Change "bounding box" to "box coordinates" throughout the stretch from the start of the material through the line containing "0 0 1344 294", and reproduce those lines with everything else unchanged and the pictures omitted.

- **Detection annotation records**:
-- START --

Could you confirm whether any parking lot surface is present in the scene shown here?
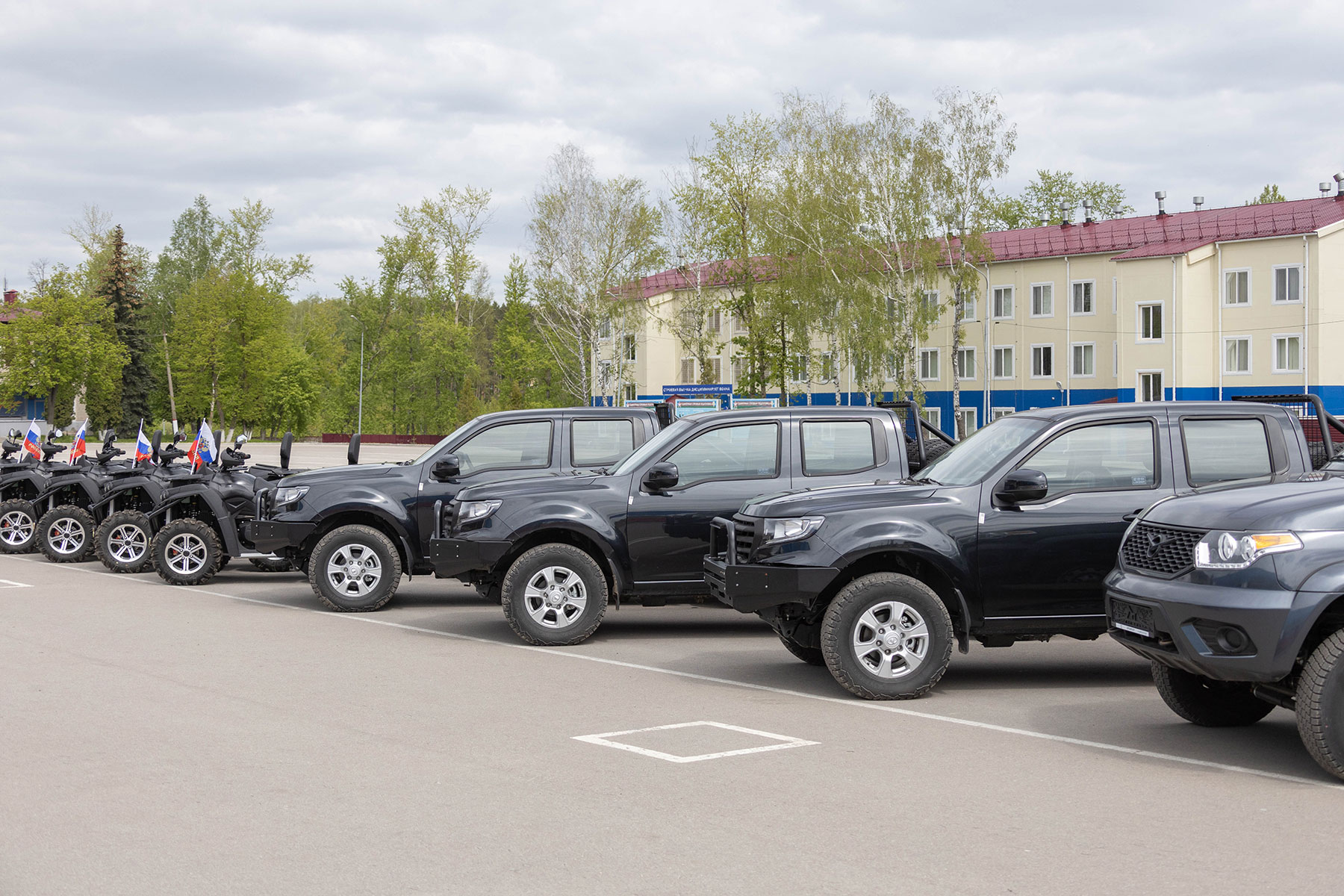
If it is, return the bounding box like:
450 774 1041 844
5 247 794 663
0 550 1344 893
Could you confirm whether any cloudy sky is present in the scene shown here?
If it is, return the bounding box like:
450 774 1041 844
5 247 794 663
0 0 1344 294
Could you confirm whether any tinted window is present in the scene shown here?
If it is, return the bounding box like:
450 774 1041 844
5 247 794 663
803 420 877 476
1180 418 1272 485
454 420 551 476
667 423 780 488
570 420 635 466
1021 422 1157 498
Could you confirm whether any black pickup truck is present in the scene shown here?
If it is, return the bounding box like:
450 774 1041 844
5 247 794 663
704 402 1333 700
243 407 660 612
430 407 910 645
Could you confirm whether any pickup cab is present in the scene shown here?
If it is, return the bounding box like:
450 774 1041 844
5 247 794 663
704 402 1328 700
243 407 660 612
430 407 910 645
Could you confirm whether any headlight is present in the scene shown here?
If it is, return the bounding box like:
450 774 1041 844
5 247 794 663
1195 532 1302 570
457 501 500 523
761 516 827 545
276 485 308 506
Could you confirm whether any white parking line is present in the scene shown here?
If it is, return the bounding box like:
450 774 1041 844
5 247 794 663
4 555 1344 791
574 721 817 762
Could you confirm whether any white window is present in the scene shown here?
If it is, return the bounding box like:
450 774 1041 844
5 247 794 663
1074 279 1097 314
957 348 976 380
1274 333 1302 373
1031 284 1055 317
919 348 938 380
1071 343 1097 376
1223 336 1251 373
1031 345 1055 379
1139 302 1163 343
1223 270 1251 305
1274 264 1302 304
1136 371 1164 402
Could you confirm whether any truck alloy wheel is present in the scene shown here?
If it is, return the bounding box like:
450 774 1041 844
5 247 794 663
0 498 37 553
94 511 153 572
37 504 93 563
151 520 223 585
501 544 606 646
821 572 951 700
308 525 402 612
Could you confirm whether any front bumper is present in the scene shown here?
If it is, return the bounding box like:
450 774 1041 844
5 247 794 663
425 538 512 579
1106 570 1310 681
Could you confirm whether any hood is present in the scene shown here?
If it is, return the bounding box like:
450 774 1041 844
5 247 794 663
1144 473 1344 532
742 481 938 517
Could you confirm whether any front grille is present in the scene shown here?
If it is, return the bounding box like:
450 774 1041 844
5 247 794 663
732 513 756 563
1119 523 1207 579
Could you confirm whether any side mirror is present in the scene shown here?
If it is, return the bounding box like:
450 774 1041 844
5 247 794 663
995 470 1050 504
644 461 682 491
441 454 462 482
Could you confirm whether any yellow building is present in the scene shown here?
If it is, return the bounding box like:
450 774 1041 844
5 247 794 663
594 185 1344 432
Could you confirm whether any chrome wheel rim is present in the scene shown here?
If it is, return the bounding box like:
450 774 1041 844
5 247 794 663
108 523 149 563
326 544 383 598
47 516 84 555
0 511 34 544
164 532 210 575
523 567 588 629
850 600 930 679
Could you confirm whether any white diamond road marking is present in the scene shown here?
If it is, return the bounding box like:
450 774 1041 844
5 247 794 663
574 721 817 762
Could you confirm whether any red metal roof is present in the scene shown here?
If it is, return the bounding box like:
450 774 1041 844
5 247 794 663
640 196 1344 298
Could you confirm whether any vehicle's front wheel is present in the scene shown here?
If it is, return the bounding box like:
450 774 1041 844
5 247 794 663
821 572 953 700
1297 632 1344 778
500 544 606 646
1153 662 1274 728
93 511 155 572
151 518 225 585
37 504 94 563
308 525 402 612
0 498 37 553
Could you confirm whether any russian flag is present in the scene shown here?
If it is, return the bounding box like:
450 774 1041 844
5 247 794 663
23 420 42 457
70 417 89 464
136 420 155 464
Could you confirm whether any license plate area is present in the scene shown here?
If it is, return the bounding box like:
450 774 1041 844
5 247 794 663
1110 598 1154 638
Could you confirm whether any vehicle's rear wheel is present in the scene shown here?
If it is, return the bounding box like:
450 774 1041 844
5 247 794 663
308 525 402 612
1153 662 1274 728
151 518 225 585
821 572 953 700
93 511 155 572
1297 630 1344 778
37 504 94 563
500 544 606 646
0 498 37 553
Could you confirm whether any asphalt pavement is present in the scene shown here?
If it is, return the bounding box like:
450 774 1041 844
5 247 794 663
0 550 1344 895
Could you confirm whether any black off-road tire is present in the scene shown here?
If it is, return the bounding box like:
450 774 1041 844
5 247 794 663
1297 630 1344 778
1153 662 1274 728
0 498 37 553
780 634 827 666
500 544 608 647
37 504 96 563
93 511 155 572
149 518 225 585
821 572 953 700
247 558 294 572
308 525 402 612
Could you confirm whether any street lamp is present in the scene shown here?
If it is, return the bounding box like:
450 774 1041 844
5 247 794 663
349 314 364 435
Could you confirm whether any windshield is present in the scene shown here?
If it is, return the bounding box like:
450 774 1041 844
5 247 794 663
407 418 480 466
612 418 691 476
911 417 1045 485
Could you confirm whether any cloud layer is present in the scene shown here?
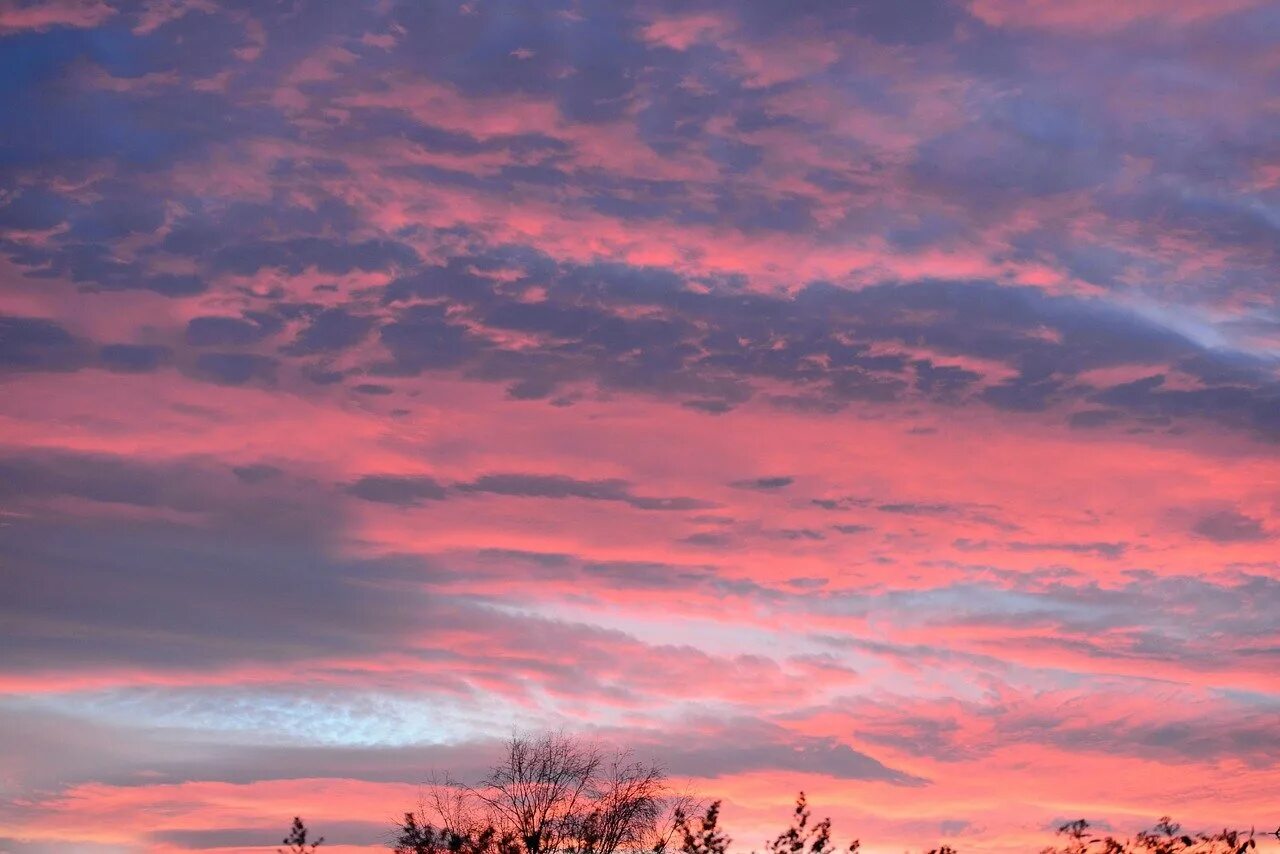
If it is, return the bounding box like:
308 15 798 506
0 0 1280 854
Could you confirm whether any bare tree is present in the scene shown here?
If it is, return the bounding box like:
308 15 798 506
1041 816 1259 854
275 816 324 854
397 734 677 854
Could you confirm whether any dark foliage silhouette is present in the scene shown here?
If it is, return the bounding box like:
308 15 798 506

-- END --

- **PROBLEM SOLUTION**:
Could you confirm whether any parking lot surface is present in the scene shown here?
If it is, return the box coordinates like:
450 774 1041 844
5 247 794 663
0 550 1344 893
Could you confirm whether any cloudy sky is present in the scene shown here?
If it is, return the box coordinates like:
450 774 1041 844
5 247 794 663
0 0 1344 294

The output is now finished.